> [Brief]: For the data that follows, return each line unchanged and drop the pictures.

> [Material provided]:
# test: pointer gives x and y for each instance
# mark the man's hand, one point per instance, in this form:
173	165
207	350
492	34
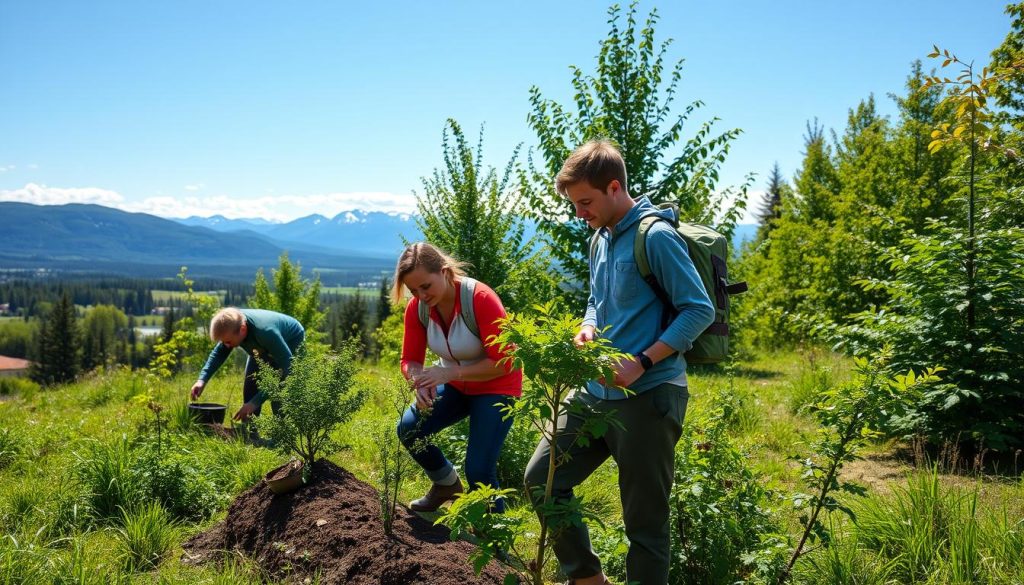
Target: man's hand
586	335
628	371
245	412
197	390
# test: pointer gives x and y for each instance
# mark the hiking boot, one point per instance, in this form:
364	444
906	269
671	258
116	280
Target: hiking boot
436	496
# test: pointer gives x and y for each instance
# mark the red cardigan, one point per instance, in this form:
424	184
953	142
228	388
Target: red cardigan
487	308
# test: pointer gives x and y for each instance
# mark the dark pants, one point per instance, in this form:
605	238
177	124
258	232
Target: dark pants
644	451
487	429
249	387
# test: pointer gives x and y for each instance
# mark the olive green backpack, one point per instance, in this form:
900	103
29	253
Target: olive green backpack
708	250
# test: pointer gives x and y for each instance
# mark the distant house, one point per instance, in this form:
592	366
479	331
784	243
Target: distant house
13	367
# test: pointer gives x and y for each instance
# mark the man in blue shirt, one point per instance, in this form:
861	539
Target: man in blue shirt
273	337
651	411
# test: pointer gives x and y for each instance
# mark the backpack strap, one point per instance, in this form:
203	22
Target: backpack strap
466	309
466	300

> [Output for this task]:
# test: pointer gives x and y for each instance
# mark the man's hand, one point per instance, in this form:
173	165
207	350
492	34
Target: man's hand
586	335
628	371
245	412
197	390
# test: pointer gives x and y for each instance
# mark the hiking boot, one point per instance, in this form:
364	444
906	269
671	258
116	280
Target: hiking boot
436	496
# test: pointer gives x and y for each instance
# mark the red cardigan, one point per instance, in this form:
424	184
953	142
228	388
Target: red cardigan
487	308
# test: pointer gives x and y for each instance
# mark the dark pants, one point per instance, in this form:
605	238
177	124
258	232
Target: dark pants
644	451
487	429
249	387
# test: pointer gives x and y for each instance
# mark the olive green backpack, one point per instance, in this form:
900	103
29	253
Target: olive green backpack
708	250
# test: pointer gives x and y for each instance
# mark the distant house, one point per instance, in this form:
592	366
479	331
784	243
Target: distant house
13	367
# test: pointer gives x and y for each instance
# mark the man in blue shirt, one point per instance, in this form:
861	539
Target: man in blue shirt
273	337
651	411
# test: pointer gives x and y for each instance
# mark the backpack strap, one point per instance, in this form:
203	22
Target: backpack strap
466	309
466	300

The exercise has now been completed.